Document extract =>
────────────────

Furthermore, she hoped the announcement would be a “wakeup call [for regulators] to get serious about the privacy and national security concerns” cryptocurrencies pose, as no clear regulations and investor protections currently exist. Other congressional members share Waters’s concerns. Republican Representative Patrick McHenry wrote in a letter to Waters, stating that Congress “need[s] to go beyond the rumors and speculations and provide a forum to assess this project and its potential unprecedented impact on the global financial system. Rep. McHenry proposes that Congress hold a hearing on libra, a process which Mark Zuckerberg knows all too well.
Democratic Senator Sharrod Brown also expressed his reservations, stating that “Facebook is already too big and too powerful, and it has used that power to exploit users’ data without protecting their privacy.”

────────────────

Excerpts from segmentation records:

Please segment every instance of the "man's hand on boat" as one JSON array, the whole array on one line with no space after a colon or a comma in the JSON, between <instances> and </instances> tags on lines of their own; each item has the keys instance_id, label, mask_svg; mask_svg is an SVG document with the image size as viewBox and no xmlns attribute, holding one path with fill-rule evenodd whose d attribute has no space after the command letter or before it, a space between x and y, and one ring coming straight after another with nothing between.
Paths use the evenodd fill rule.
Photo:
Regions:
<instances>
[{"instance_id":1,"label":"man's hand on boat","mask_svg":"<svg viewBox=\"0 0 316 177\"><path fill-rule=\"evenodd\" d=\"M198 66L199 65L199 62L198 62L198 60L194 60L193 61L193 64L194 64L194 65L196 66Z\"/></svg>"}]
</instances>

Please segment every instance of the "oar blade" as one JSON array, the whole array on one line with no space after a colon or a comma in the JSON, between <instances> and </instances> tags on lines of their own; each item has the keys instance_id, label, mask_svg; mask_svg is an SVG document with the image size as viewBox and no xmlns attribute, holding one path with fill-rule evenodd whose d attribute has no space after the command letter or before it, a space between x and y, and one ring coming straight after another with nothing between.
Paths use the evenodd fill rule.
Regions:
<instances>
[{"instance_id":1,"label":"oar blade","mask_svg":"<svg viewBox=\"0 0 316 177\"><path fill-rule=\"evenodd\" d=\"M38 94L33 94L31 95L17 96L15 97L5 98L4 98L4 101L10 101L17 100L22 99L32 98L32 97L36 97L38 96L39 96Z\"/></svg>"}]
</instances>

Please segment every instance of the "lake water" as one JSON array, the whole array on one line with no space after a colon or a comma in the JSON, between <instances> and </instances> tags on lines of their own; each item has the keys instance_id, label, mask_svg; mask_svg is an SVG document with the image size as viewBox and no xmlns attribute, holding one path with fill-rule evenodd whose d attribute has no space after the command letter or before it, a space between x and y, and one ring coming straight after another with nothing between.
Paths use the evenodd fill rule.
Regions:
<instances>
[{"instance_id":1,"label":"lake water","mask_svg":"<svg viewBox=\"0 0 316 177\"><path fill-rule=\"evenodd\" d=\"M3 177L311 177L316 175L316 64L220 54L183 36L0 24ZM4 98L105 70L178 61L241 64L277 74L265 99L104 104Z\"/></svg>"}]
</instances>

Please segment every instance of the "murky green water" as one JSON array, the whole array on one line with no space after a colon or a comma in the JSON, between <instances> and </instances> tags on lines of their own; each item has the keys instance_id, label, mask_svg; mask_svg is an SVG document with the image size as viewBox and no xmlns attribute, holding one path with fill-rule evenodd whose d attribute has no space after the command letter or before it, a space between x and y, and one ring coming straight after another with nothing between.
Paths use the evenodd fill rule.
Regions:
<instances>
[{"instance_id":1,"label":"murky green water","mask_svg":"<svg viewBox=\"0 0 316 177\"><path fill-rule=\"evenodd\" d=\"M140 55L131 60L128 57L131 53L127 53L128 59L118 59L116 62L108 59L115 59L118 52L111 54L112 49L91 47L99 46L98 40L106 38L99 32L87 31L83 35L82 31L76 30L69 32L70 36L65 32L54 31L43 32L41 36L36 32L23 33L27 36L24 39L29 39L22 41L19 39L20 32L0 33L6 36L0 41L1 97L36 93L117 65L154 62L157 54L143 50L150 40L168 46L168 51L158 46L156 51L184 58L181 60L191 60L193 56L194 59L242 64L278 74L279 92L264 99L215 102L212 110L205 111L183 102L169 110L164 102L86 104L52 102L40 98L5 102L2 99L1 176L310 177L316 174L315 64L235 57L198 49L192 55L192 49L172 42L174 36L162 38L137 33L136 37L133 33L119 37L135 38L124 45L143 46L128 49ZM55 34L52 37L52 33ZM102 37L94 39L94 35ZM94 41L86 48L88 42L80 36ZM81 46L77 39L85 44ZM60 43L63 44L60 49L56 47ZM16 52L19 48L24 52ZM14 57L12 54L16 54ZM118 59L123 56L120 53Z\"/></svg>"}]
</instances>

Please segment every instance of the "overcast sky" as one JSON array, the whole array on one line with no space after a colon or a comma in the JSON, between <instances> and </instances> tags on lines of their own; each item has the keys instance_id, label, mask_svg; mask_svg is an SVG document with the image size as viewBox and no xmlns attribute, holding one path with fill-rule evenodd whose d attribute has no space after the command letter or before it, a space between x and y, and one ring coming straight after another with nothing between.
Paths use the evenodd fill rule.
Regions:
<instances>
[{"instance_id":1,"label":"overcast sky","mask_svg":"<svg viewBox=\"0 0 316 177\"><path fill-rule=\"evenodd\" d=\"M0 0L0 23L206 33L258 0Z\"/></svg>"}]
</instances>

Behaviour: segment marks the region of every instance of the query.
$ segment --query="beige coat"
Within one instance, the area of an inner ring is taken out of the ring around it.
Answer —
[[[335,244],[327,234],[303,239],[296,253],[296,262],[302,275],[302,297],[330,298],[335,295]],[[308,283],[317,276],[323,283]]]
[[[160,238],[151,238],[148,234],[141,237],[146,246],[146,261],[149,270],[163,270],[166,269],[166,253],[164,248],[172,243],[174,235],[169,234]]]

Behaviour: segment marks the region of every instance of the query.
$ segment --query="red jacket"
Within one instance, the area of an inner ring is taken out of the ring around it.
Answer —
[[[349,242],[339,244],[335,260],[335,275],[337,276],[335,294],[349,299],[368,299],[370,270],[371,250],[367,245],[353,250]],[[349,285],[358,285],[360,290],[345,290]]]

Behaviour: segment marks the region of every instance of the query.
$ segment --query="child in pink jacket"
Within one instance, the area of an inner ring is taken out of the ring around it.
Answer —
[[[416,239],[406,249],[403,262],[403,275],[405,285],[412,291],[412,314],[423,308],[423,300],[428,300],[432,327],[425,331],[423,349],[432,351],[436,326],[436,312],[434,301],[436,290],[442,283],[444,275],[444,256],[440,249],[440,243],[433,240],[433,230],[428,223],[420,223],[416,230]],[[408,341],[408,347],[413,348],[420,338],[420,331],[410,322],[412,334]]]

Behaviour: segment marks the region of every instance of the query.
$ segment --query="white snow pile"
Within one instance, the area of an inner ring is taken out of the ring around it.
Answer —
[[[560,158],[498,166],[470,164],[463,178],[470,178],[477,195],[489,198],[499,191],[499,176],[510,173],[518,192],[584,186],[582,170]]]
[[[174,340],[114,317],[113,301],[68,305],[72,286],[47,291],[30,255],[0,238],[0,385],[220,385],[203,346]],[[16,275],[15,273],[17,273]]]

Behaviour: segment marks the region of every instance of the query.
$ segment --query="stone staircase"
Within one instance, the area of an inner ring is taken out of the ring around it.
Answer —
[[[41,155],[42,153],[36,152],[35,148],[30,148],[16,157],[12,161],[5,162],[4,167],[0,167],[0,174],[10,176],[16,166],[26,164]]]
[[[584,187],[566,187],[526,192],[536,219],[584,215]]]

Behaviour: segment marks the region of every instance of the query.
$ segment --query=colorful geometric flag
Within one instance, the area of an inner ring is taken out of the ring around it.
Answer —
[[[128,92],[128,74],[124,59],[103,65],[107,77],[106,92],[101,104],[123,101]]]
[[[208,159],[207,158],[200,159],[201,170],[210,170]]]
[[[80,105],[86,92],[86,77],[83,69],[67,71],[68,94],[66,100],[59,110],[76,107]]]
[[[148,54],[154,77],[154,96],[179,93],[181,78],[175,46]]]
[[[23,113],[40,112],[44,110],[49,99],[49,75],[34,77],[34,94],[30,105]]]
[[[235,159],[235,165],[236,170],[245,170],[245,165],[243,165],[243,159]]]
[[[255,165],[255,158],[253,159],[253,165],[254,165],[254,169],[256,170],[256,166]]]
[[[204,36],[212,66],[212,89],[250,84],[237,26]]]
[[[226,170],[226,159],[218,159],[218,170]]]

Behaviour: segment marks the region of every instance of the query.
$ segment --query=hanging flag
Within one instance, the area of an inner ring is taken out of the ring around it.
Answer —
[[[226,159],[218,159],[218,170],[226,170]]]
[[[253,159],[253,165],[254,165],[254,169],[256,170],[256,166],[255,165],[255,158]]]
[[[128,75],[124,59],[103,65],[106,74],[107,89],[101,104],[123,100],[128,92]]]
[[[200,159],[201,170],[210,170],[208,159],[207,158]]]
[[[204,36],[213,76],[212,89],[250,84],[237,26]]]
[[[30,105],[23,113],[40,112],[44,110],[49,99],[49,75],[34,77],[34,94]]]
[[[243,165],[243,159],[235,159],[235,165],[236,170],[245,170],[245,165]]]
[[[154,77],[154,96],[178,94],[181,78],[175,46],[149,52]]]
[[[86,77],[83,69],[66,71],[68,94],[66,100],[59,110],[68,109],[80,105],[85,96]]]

────────────────

Exercise tasks =>
A) Count the lines of the records that contain the string "flag", and give only that number.
B) Pick up the text on congressional concerns about Facebook's libra at the point where it stops, and continue it.
The text and the records come from separate, unrelated sources.

Expected results =>
A) 2

B)
The common concern here is Facebook’s tainted track record for grossly irresponsible (and arguably unethical) management of user data. Both the libra white paper and its project head, David Marcus, have emphatically expressed that private Facebook user data and financial data will not intersect, but U.S. politicians appear unconvinced.
France’s Le Maire said that libra will allow Facebook to amass even more data. This financial and digital panopticon aside, Le Maire also expressed concerns over money laundering and terrorist financing, a curious concern given that such actions would be much less feasible on a permissioned, censorship-susceptible network like Libra than on a permissionless network like Bitcoin.